→ **What this task involves**: Skip the pictures and quote all of the lines exactly.

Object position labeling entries

··········

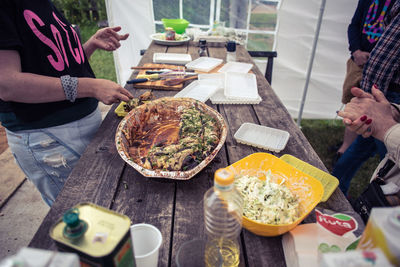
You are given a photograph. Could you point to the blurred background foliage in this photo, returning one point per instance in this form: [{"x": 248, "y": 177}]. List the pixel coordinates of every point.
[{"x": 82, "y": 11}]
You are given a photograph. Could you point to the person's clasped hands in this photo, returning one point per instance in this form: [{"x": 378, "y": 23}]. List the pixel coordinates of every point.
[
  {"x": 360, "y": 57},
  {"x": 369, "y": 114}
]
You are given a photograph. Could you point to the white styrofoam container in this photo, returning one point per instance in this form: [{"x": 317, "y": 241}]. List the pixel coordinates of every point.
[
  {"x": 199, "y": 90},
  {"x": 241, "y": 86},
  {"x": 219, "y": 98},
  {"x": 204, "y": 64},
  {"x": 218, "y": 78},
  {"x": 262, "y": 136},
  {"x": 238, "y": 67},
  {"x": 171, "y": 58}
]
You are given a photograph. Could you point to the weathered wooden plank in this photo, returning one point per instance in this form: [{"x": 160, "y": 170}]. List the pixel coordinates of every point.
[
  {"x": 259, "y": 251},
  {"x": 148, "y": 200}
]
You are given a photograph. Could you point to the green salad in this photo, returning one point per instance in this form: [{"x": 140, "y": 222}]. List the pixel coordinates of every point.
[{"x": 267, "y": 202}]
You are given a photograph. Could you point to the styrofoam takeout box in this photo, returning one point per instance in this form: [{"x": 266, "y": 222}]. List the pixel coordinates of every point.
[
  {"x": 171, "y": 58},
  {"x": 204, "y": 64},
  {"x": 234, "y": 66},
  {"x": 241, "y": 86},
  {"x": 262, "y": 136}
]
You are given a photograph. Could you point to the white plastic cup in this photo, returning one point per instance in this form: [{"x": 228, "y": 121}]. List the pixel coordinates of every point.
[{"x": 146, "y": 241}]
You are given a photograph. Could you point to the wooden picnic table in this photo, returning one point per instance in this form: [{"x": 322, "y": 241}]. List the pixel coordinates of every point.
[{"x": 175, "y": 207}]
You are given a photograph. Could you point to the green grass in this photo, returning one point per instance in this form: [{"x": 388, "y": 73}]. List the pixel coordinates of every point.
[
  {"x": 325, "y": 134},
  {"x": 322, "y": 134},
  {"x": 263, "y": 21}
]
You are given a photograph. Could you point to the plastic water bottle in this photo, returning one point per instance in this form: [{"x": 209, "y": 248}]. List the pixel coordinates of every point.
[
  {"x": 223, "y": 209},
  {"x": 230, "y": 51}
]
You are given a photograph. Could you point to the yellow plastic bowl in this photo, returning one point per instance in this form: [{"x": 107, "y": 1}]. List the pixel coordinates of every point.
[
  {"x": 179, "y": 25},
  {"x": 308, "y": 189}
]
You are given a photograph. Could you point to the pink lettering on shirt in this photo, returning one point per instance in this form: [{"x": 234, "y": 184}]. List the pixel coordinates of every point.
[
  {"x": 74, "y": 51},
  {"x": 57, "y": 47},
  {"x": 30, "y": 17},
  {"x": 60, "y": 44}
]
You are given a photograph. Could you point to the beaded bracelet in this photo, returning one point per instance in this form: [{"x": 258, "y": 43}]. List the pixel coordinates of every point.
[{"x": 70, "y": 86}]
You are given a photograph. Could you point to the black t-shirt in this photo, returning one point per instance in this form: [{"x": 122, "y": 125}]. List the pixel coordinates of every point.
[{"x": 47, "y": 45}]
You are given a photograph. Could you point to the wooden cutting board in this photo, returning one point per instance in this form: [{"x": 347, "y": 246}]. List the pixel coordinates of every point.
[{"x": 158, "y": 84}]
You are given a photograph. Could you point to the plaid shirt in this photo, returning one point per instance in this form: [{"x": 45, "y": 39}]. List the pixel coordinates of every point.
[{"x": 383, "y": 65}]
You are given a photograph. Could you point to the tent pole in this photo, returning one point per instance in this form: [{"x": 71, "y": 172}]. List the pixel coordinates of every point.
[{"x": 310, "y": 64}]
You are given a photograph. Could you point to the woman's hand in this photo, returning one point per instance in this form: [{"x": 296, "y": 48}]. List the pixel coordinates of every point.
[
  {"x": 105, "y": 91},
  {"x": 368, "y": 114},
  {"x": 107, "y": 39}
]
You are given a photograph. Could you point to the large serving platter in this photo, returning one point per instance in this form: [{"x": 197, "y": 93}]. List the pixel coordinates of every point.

··········

→ **Result for this task**:
You are given a photograph. Could you point to the blurred background foliage in this photo, returning one point per instance in this form: [{"x": 248, "y": 177}]. List the pixel coordinates of every point.
[{"x": 82, "y": 11}]
You are given a photograph. Could you point to the person's clasped hands in this photo, returning one point per instance in this form: [{"x": 378, "y": 23}]. List the pixel coordinates of every point.
[
  {"x": 360, "y": 57},
  {"x": 369, "y": 114}
]
You are given a photograph. Could you point to the white styrofoam container in this photo, returning one point per instance in this form: [{"x": 317, "y": 241}]. List the pixel coordinates of every point.
[
  {"x": 199, "y": 90},
  {"x": 241, "y": 86},
  {"x": 219, "y": 98},
  {"x": 204, "y": 64},
  {"x": 218, "y": 78},
  {"x": 262, "y": 136},
  {"x": 238, "y": 67},
  {"x": 171, "y": 58}
]
You are given a photograph. Could you point to the weathered wooden plank in this photo, returning one point per instance in this form: [{"x": 160, "y": 170}]. List the pixel coordinates of every point.
[
  {"x": 259, "y": 251},
  {"x": 148, "y": 200}
]
You are given a photograph. Could you point to the green salad in this photo, returning one point per instance in this form: [{"x": 140, "y": 222}]. List the pixel coordinates of every point.
[{"x": 267, "y": 202}]
You are given a photograph. Could you point to the styrofoam takeout box in this photo, returning one point per instance in this form: [{"x": 266, "y": 222}]. List the pixel coordinates of every point.
[
  {"x": 171, "y": 58},
  {"x": 204, "y": 64},
  {"x": 234, "y": 66},
  {"x": 241, "y": 86},
  {"x": 262, "y": 136}
]
You are given a photograph. Could you point to the white plastic cup in this photo, returning one point per instance in this form: [{"x": 228, "y": 121}]. List the pixel coordinates of every point.
[{"x": 146, "y": 241}]
You are given a photograph. Could you point to the wooden picnic table in this photo, returning one point per instance in this form: [{"x": 322, "y": 241}]. List the pixel coordinates of every point.
[{"x": 175, "y": 207}]
You are given a photograph. Could you point to the green grass in this photo, returning one point per instance in this form: [{"x": 388, "y": 73}]. List the pixel coordinates of every point.
[
  {"x": 325, "y": 134},
  {"x": 322, "y": 134},
  {"x": 263, "y": 21}
]
You are given a photograph. Could you point to the plastic water bottle in this photo, returning one point per instance in this form: [{"x": 209, "y": 248}]. List the pixel coordinates of every point.
[
  {"x": 223, "y": 209},
  {"x": 230, "y": 51}
]
You are given a photograph. Could you point to the yellow plastic bowl in this photo, returning one point per instance in this form: [{"x": 107, "y": 1}]. List the pixel coordinates of every point.
[
  {"x": 179, "y": 25},
  {"x": 308, "y": 189}
]
You are given a photograph. Could you point to the pink lettering on shirt in this photo, returning one point per instance in this form: [{"x": 234, "y": 184}]. List the pixel coordinates of every point.
[
  {"x": 74, "y": 51},
  {"x": 57, "y": 47},
  {"x": 30, "y": 17},
  {"x": 60, "y": 44}
]
You are given a photograph. Could you point to the beaded bracelet in this photo, returning one point per instance in this form: [{"x": 258, "y": 43}]. List the pixel coordinates of every point.
[{"x": 70, "y": 86}]
You are given a photograph. Could you point to the black t-shirt in this photo, returning one point per instance in this form: [{"x": 122, "y": 125}]. List the pixel coordinates of every point.
[{"x": 47, "y": 45}]
You are given a photograph. Could you point to the wooden cutting board in this photo, returning one point per instance in this form: [{"x": 347, "y": 246}]. List the pixel coordinates of every point.
[{"x": 158, "y": 84}]
You are given a photograph. Could you point to the plaid shirt in this photo, returning one point per instance in this form: [{"x": 45, "y": 39}]. List the pixel coordinates of every point.
[{"x": 383, "y": 65}]
You are given a photograph. Could you point to the tent pole in this photo, returning one point per instance in this form: [{"x": 71, "y": 172}]. List the pixel coordinates of every point.
[{"x": 310, "y": 64}]
You are given a photograph. Could you point to the woman's hand in this photo, returning one point per instance in this form: [{"x": 296, "y": 48}]. List the pixel coordinates of every point.
[
  {"x": 105, "y": 91},
  {"x": 368, "y": 114},
  {"x": 107, "y": 39}
]
You are given a photograph. Could you point to the large serving platter in this photo, returning one point per instance in this form: [{"x": 197, "y": 93}]. List the pixel coordinates of every point.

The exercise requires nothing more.